**TASK OBJECTIVE**
Render every line of the items below as a numbered list, skipping blank lines and leaving the pictures out.

**INPUT MATERIAL**
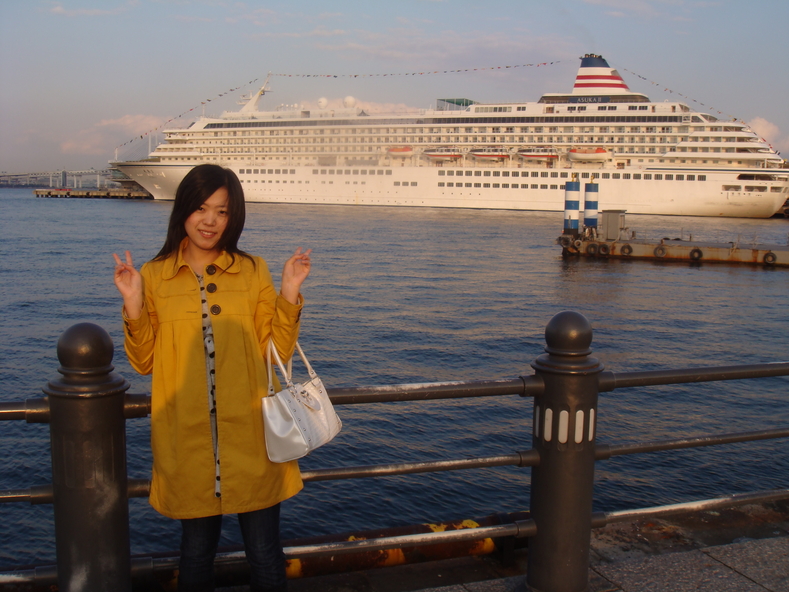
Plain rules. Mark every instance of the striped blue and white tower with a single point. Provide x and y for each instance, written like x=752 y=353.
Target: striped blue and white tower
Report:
x=590 y=204
x=572 y=196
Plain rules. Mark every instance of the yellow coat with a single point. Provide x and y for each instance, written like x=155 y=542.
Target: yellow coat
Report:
x=167 y=340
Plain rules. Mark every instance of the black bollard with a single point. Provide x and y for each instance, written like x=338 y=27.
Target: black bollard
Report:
x=565 y=416
x=88 y=440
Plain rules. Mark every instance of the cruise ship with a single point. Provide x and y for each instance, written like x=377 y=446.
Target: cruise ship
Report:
x=647 y=157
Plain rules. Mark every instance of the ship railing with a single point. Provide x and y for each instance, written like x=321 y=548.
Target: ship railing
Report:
x=86 y=408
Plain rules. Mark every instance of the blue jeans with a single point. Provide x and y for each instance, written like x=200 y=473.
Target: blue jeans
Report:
x=260 y=530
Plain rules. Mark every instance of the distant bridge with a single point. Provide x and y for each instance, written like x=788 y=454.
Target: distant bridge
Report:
x=62 y=178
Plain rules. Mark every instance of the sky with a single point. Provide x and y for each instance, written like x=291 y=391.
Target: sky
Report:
x=82 y=80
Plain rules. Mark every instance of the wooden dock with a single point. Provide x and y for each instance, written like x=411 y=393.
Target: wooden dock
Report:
x=676 y=250
x=93 y=193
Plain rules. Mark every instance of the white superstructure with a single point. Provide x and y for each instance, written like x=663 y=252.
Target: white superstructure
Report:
x=648 y=158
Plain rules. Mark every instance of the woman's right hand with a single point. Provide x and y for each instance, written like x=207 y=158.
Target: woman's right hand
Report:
x=129 y=283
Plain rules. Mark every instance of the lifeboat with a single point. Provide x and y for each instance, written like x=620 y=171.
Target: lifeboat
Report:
x=400 y=151
x=490 y=153
x=538 y=153
x=443 y=153
x=588 y=154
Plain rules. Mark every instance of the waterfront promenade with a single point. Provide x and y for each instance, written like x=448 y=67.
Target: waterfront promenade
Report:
x=743 y=549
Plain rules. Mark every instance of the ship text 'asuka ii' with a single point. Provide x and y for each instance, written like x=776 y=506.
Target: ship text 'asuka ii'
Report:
x=649 y=158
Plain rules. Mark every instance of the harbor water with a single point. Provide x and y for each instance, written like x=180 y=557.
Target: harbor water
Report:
x=401 y=295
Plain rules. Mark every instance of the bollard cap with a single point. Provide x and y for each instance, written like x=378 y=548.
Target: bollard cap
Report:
x=85 y=347
x=85 y=354
x=568 y=339
x=568 y=333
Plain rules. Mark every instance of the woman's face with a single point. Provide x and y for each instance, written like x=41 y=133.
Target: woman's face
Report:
x=205 y=225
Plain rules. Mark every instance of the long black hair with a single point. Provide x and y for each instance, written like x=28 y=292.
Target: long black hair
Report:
x=197 y=186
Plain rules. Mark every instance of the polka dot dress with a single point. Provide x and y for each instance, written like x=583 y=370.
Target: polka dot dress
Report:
x=210 y=372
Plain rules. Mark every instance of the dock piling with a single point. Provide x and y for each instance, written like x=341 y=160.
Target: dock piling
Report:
x=88 y=441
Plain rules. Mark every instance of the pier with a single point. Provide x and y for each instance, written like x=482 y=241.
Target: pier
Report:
x=94 y=193
x=92 y=538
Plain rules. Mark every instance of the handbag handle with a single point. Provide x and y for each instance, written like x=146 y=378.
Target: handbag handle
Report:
x=286 y=374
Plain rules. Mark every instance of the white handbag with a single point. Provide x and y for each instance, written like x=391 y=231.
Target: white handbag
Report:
x=300 y=417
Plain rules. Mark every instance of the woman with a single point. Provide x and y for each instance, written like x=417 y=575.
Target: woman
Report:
x=199 y=317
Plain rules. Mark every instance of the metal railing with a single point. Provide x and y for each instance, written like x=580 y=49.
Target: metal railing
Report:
x=87 y=407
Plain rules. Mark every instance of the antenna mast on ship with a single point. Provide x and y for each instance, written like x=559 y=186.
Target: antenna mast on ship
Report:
x=251 y=103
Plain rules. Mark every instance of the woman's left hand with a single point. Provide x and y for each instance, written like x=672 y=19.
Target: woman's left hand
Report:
x=295 y=271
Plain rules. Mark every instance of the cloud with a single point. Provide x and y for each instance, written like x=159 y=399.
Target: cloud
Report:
x=58 y=9
x=102 y=137
x=771 y=133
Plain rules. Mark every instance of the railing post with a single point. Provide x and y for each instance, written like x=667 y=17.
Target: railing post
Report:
x=88 y=441
x=565 y=415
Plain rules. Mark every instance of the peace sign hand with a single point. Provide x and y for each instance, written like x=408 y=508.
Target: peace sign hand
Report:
x=129 y=283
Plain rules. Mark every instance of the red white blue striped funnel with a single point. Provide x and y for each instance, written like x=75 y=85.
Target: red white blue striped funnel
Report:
x=596 y=77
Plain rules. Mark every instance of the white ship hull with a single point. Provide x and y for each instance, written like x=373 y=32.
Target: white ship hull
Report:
x=418 y=187
x=660 y=158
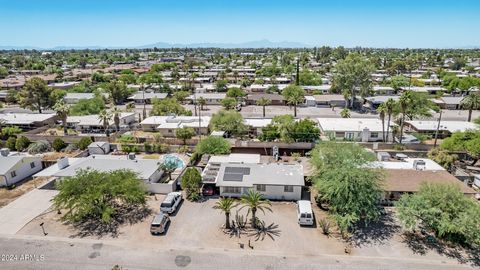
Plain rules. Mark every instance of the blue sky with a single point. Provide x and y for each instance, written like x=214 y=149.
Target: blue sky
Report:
x=368 y=23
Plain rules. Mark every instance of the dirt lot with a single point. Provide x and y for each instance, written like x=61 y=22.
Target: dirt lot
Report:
x=7 y=196
x=198 y=225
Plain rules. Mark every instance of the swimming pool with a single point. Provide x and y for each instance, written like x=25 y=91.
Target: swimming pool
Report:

**FINAL ANSWER**
1. Plain rules. Mark every instance of the striped blue and white tower with a single point. Provide x and y for each instance, written like x=752 y=353.
2. Target: striped blue and white tower
3. Report:
4. x=590 y=204
5. x=572 y=196
6. Plain rules. Mark every instance of the yellow coat with a single point. Provide x and y for each instance, written like x=155 y=542.
7. Target: yellow coat
8. Report:
9. x=167 y=340
10. Plain rules. Mark every instance of the black bollard with a single point. Provide x and y for each instance, written like x=338 y=27.
11. Target: black bollard
12. Report:
13. x=565 y=416
14. x=88 y=440
15. Plain rules. Mark every instance of the cruise ship with a single point. Provide x and y for each instance, written like x=377 y=446.
16. Target: cruise ship
17. Report:
18. x=647 y=157
19. Plain rules. Mark every instance of the ship railing with a single point. Provide x and y for each instance, written like x=321 y=548.
20. Target: ship railing
21. Report:
22. x=86 y=408
23. Plain rules. Mark every instance of the blue jeans with a single point. Provide x and y for each instance, written like x=200 y=473.
24. Target: blue jeans
25. Report:
26. x=260 y=530
27. Plain rules. Mark every instance of the distant bridge with a single point. Provide x and y for each instance, written like x=788 y=454.
28. Target: distant bridge
29. Report:
30. x=62 y=178
31. Plain rules. Mark every instance of the sky with a single point. Provide x and y for each instance, written like x=291 y=391.
32. Target: sky
33. Report:
34. x=82 y=80
35. Plain rules. Mark every instance of the wooden dock with a single point. Provide x and y for each instance, written like x=411 y=393.
36. Target: wooden dock
37. Report:
38. x=676 y=250
39. x=93 y=193
40. Plain rules. Mark every instance of the white superstructure with a single point. Provide x and y for each instance, written like x=663 y=252.
41. Target: white superstructure
42. Report:
43. x=648 y=158
44. Plain rules. Mark every instance of the woman's right hand with a single point. Provide x and y for each instance, written like x=207 y=158.
45. Target: woman's right hand
46. Report:
47. x=129 y=283
48. Plain rules. Mark every instance of the lifeboat with a single point. Provide x and y for each instance, written like x=620 y=171.
49. Target: lifeboat
50. Report:
51. x=400 y=151
52. x=490 y=153
53. x=538 y=153
54. x=443 y=153
55. x=588 y=154
56. Plain rules. Mark every instance of the waterfront promenade with a single point. Provide x and y for each instance, written like x=448 y=67.
57. Target: waterfront promenade
58. Report:
59. x=743 y=549
60. Plain rules. Mark every instance of the ship text 'asuka ii' with a single point. Provide x and y for each instance, written like x=776 y=506.
61. Target: ship text 'asuka ii'
62. Report:
63. x=649 y=158
64. Plain rules. Mark every instance of the harbor water with a single point. Provide x and y for each instance, written like x=180 y=557.
65. Target: harbor water
66. Report:
67. x=401 y=295
68. Plain rules. Mark every instance of the bollard cap with a single point. Provide x and y for each instance, written like x=378 y=548.
69. Target: bollard cap
70. Report:
71. x=85 y=347
72. x=85 y=354
73. x=568 y=339
74. x=568 y=333
75. Plain rules. Mark every instance of the woman's face with a single point. Provide x and y for each instance, written like x=41 y=133.
76. Target: woman's face
77. Report:
78. x=205 y=225
79. Plain rules. Mark every instance of the long black hair with a single point. Provide x and y for each instance, written like x=28 y=292.
80. Target: long black hair
81. Report:
82. x=197 y=186
83. Plain rules. Mark every instance of the polka dot dress with a single point. Provide x and y for each instance, written like x=583 y=370.
84. Target: polka dot dress
85. Report:
86. x=210 y=372
87. Plain rules. Mark every instance of the dock piling with a single point. Provide x and y for each instance, written like x=341 y=160.
88. Target: dock piling
89. Report:
90. x=88 y=441
91. Plain rules. Mark every instance of the pier with a single point. Provide x and y for each instance, written like x=482 y=241.
92. Target: pier
93. Report:
94. x=94 y=193
95. x=92 y=538
96. Plain rules. Mark every instance of the handbag handle with a single point. Provide x and y for each instance, written like x=146 y=378.
97. Target: handbag handle
98. Report:
99. x=286 y=374
100. Plain rules. Mark every instance of the white handbag with a single point. Provide x and y for each instance, written like x=391 y=231.
101. Target: white handbag
102. Report:
103. x=300 y=417
104. Plain rules. Mark every instance of the woman with a single point. Provide x and y for each instance, written like x=417 y=575.
105. Target: woman
106. Report:
107. x=199 y=317
108. Plain rules. Mark every instance of the metal railing with a single point. Provide x and y for each instance, written like x=580 y=49.
109. Target: metal railing
110. Report:
111. x=87 y=407
112. Plain rules. Mark every instance of the antenna mast on ship with a single point. Provide x and y for each instance, written like x=559 y=186.
113. Target: antenna mast on ship
114. Report:
115. x=251 y=103
116. Plain rules. Mark every instance of the woman's left hand with a single point. Provide x and y for each instance, written like x=672 y=19.
117. Target: woman's left hand
118. Report:
119. x=295 y=271
120. Plain rules. Mark every instance of the cloud with a single point. Provide x and y for each instance, written like x=159 y=399.
121. Target: cloud
122. Report:
123. x=58 y=9
124. x=102 y=137
125. x=771 y=133
126. Plain rules. Mark every instance of the railing post with a single point. Provide x and y for each instance, written like x=667 y=17.
127. Target: railing post
128. Report:
129. x=88 y=441
130. x=565 y=415
131. Plain rules. Mark every instance of the peace sign hand with a single point. Provide x and y for each instance, written like x=408 y=508.
132. Target: peace sign hand
133. Report:
134. x=129 y=283
135. Plain rules. Mark every instance of the red white blue striped funnel with a single point. Provide x and y for each instance, written like x=75 y=85.
136. Target: red white blue striped funnel
137. Report:
138. x=596 y=77
139. Plain rules. Mark every instance of the white ship hull with a single point. Provide x and y for each instance, written like x=373 y=32.
140. Target: white ship hull
141. Report:
142. x=418 y=187
143. x=660 y=158
144. Plain rules. Mark every instance of the blue sky with a single point. Provide x and y for each instance, written like x=214 y=149.
145. Target: blue sky
146. Report:
147. x=368 y=23
148. Plain rules. Mark every instance of the dirt lot with a single point. Provide x and y for each instance, written like x=61 y=22.
149. Target: dirt lot
150. Report:
151. x=7 y=196
152. x=198 y=225
153. Plain rules. Mark every instance of the swimming pool with a single point. Provide x and y for each instance, written like x=25 y=91.
154. Target: swimming pool
155. Report:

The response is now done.